Elementos listados en un conjunto de datos:
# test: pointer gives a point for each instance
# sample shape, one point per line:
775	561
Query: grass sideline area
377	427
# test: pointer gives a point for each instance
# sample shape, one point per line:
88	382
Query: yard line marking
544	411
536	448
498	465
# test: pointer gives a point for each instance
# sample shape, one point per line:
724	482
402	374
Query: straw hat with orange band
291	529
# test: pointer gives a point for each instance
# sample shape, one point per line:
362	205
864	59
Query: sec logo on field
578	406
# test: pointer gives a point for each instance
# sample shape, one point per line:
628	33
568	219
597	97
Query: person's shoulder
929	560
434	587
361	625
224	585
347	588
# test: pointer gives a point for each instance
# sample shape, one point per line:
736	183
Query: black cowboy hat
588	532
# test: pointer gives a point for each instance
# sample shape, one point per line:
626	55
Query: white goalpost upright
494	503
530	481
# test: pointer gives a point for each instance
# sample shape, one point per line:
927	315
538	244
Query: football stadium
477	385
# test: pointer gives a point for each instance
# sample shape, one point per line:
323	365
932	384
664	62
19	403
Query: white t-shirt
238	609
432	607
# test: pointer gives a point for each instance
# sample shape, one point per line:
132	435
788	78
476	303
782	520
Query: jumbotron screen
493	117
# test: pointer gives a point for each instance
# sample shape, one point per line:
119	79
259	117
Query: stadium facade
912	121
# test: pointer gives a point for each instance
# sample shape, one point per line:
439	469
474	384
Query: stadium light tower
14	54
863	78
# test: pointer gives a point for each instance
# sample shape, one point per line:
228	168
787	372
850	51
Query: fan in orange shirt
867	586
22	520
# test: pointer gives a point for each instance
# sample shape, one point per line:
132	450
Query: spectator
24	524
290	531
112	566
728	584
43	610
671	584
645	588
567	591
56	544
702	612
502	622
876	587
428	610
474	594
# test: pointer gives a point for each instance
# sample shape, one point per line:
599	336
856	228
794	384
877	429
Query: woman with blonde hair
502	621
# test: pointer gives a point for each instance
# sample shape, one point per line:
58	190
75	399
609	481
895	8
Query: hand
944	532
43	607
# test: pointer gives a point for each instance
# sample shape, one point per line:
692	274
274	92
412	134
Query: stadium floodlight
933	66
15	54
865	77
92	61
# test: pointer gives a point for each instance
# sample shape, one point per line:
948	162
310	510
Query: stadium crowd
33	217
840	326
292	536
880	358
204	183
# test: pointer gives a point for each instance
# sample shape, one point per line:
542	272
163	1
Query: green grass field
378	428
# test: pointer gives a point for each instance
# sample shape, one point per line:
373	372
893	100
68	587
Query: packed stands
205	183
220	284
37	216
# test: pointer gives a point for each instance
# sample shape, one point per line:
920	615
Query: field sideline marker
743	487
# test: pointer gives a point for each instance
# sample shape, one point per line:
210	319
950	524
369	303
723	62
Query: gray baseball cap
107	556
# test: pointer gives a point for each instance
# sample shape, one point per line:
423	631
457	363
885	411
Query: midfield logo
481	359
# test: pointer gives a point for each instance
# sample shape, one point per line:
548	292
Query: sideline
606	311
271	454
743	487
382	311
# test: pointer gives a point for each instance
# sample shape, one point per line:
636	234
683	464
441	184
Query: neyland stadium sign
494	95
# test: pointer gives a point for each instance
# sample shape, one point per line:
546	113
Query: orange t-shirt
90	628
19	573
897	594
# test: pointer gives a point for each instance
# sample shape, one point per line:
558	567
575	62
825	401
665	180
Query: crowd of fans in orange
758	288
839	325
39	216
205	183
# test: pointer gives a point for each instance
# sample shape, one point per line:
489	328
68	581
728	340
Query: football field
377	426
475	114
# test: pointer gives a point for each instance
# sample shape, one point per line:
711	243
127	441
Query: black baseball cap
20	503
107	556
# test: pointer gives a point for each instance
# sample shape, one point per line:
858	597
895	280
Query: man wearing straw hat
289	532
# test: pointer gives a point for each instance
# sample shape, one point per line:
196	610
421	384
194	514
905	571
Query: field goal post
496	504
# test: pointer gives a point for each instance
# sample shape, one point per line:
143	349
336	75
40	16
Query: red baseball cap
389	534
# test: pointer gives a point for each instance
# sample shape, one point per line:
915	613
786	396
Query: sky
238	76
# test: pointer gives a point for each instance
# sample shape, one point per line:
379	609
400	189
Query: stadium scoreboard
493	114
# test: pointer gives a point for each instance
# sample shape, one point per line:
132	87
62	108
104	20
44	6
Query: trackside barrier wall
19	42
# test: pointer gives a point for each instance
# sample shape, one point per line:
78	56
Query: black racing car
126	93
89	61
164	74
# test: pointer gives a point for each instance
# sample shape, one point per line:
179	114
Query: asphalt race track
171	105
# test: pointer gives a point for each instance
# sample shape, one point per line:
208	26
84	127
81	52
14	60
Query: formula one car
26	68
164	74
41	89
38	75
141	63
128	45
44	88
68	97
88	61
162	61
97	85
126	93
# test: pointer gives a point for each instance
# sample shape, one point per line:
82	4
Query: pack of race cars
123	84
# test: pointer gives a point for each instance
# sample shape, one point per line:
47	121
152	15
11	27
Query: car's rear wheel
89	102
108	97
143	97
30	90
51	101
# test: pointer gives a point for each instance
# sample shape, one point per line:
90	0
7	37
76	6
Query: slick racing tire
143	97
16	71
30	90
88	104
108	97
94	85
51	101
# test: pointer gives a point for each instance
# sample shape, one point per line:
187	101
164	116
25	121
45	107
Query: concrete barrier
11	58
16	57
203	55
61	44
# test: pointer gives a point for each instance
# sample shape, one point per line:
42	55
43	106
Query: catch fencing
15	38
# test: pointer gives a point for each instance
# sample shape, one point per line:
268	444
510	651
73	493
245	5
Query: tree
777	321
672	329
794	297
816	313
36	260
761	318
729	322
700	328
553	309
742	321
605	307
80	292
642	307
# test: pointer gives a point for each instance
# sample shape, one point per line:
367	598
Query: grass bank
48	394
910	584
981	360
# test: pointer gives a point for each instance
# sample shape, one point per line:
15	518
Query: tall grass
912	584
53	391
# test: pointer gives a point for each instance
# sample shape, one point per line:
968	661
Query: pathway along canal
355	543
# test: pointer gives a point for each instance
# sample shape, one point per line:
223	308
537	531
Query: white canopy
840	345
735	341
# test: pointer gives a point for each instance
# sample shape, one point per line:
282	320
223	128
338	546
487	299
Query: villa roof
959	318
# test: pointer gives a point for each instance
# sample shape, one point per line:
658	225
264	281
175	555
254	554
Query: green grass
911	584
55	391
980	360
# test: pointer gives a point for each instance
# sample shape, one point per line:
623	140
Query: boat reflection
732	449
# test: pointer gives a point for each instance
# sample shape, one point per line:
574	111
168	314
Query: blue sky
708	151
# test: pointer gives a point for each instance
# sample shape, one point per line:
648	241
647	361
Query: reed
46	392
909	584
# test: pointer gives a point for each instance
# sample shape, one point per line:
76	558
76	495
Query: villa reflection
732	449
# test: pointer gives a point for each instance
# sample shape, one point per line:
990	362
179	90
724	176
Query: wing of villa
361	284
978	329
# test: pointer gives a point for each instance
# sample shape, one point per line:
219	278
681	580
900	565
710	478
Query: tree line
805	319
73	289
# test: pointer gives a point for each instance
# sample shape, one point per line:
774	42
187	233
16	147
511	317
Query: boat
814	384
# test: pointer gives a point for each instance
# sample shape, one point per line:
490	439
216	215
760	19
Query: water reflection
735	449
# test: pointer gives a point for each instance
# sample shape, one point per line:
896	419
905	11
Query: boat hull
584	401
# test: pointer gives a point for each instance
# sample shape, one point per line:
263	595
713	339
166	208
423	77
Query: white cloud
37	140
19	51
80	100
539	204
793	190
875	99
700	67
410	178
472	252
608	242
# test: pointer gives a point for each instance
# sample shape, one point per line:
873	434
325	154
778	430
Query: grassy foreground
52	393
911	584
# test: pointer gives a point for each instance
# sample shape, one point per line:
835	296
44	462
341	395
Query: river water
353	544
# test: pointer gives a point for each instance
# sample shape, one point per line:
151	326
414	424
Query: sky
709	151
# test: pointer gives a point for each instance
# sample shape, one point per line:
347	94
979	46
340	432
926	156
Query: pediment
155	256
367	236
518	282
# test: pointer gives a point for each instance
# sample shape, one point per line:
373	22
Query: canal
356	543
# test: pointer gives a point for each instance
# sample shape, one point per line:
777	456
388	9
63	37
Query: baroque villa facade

| Problema a resolver |
¿En qué líneas del listado anterior aparece la palabra "green"? Localízalas y cópialas todas.

| Respuesta escrita |
Query: green grass field
Query: green grass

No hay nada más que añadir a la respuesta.